_Exercises_
A – Answer these from the server discussion, one per line:
(i) According to the discussion, why does Linux not show up on the Netcraft uptime lists?
(ii) About how long ago did the first poster last use an MS web server?
(iii) What advantage does the final reply name for MSFT as a server OS?
B – Please rewrite the paragraph of the server discussion that begins "Exchange; that is quite a huge one" more briefly, keeping its main facts.

_Excerpted passage_
** begin **

One of the comment refers to netcraft for example of long Linux uptimes. According to http://uptime.netcraft.com/up/today/top.avg.html Windows have better or just as good uptime as Linux servers. (maybe I am missing something)

The last time I used a MS web-server was ~10 years ago. I have almost exclusively used debian/ubuntu servers most of the time. Apart from the Linux fanboyism, what advantages does MSFT have as a server OS?


The reason Linux does not show up on those lists is because Linux uses Hi Res timers which make it impossible to guess to uptimes from tcp timestamps.

See http://uptime.netcraft.com/up/accuracy.html#hz1000


Exchange; that is quite a huge one for businesses where I am. Many people are just so used to outlook for email that when it comes for them to put in some kind of email management architecture they will always go exchange.


Actually I was thinking more in terms of web-server or any application server that is not tied to the OS. I am guessing you can't host Exchange server on Linux even if you wanted to. So that advantage would't really be an advantage. Its more like you don't have any option but to use Windows server.


There are some non-Windows Exchange alternatives that would be transparent to Outlook users, but it's probably an uphill battle selling them to management.


Yes. You'll have better chance selling a new paradigm (cloud based, no clients to deploy, no individual mail server mattering) than a opened version of the old paradigm (which is still controlled by the proprietary vendor).


what advantages does MSFT have as a server OS?

I would say support for enterprise apps. A lot of enterprise software vendors still target their development for Windows, and don't support Linux well or fail to test with Linux.

** end **

_Given material_
** begin **

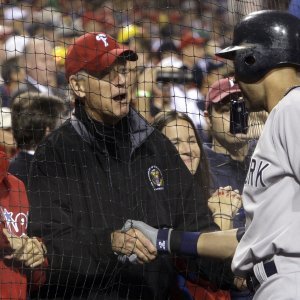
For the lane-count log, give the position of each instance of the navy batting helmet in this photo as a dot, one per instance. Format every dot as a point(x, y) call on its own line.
point(262, 41)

** end **

_Problem solutions_
A –
(i) Linux uses Hi Res timers, which make it impossible to guess uptimes from TCP timestamps.
(ii) About 10 years ago.
(iii) Support for enterprise apps.

B – Exchange is a big advantage for businesses where the writer is. Many people are so used to Outlook for email that they always choose Exchange when setting up email management.